EXERCISE OBJECTIVE: Which rows below contain the word "white" with matching case? Pick out each such row and copy it in full.

ENTRIES SHOWN:

········

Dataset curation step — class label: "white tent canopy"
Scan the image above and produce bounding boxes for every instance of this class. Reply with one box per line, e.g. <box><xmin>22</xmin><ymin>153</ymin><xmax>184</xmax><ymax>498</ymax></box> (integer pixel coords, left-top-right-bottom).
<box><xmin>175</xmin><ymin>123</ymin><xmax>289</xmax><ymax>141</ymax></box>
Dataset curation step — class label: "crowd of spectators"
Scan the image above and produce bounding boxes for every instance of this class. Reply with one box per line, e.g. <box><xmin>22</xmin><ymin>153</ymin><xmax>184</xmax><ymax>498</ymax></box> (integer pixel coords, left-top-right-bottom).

········

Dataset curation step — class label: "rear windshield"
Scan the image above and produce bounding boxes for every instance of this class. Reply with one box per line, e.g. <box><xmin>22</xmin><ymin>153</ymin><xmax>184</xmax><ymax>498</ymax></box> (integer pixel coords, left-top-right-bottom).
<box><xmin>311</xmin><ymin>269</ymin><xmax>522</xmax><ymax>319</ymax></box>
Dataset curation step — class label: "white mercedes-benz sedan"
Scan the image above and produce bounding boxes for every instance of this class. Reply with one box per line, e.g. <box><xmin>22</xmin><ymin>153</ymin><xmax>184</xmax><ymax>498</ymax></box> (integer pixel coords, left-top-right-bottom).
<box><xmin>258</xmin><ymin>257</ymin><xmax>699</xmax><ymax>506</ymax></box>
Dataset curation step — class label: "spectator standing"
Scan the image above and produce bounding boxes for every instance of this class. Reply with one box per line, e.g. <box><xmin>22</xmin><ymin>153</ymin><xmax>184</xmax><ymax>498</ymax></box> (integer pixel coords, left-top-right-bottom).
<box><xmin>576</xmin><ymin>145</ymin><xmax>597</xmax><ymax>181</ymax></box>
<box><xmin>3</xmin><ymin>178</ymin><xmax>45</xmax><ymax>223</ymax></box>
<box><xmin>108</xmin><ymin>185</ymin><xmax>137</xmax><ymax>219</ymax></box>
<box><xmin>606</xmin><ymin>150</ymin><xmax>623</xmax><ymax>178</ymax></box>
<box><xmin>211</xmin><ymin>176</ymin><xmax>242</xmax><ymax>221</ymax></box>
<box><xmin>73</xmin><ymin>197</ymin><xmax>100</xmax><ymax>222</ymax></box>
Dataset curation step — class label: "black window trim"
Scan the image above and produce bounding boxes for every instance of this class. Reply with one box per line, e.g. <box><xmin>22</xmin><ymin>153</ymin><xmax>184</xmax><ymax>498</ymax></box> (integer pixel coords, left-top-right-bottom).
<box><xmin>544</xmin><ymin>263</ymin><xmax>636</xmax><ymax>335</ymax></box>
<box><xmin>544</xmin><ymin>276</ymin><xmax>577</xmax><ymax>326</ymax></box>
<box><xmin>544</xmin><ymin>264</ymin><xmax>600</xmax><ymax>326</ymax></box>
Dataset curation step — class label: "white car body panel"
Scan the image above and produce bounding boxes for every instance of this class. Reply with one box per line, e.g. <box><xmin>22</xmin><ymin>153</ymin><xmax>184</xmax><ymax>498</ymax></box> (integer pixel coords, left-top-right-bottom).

········

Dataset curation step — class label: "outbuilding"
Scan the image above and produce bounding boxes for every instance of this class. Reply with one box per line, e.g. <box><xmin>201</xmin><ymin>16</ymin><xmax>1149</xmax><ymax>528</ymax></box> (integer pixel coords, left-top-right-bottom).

········

PROBLEM SOLUTION:
Dataset curation step — class label: "white tent canopy"
Dataset curation step — class label: "white mercedes-benz sedan"
Dataset curation step — class label: "white car body panel"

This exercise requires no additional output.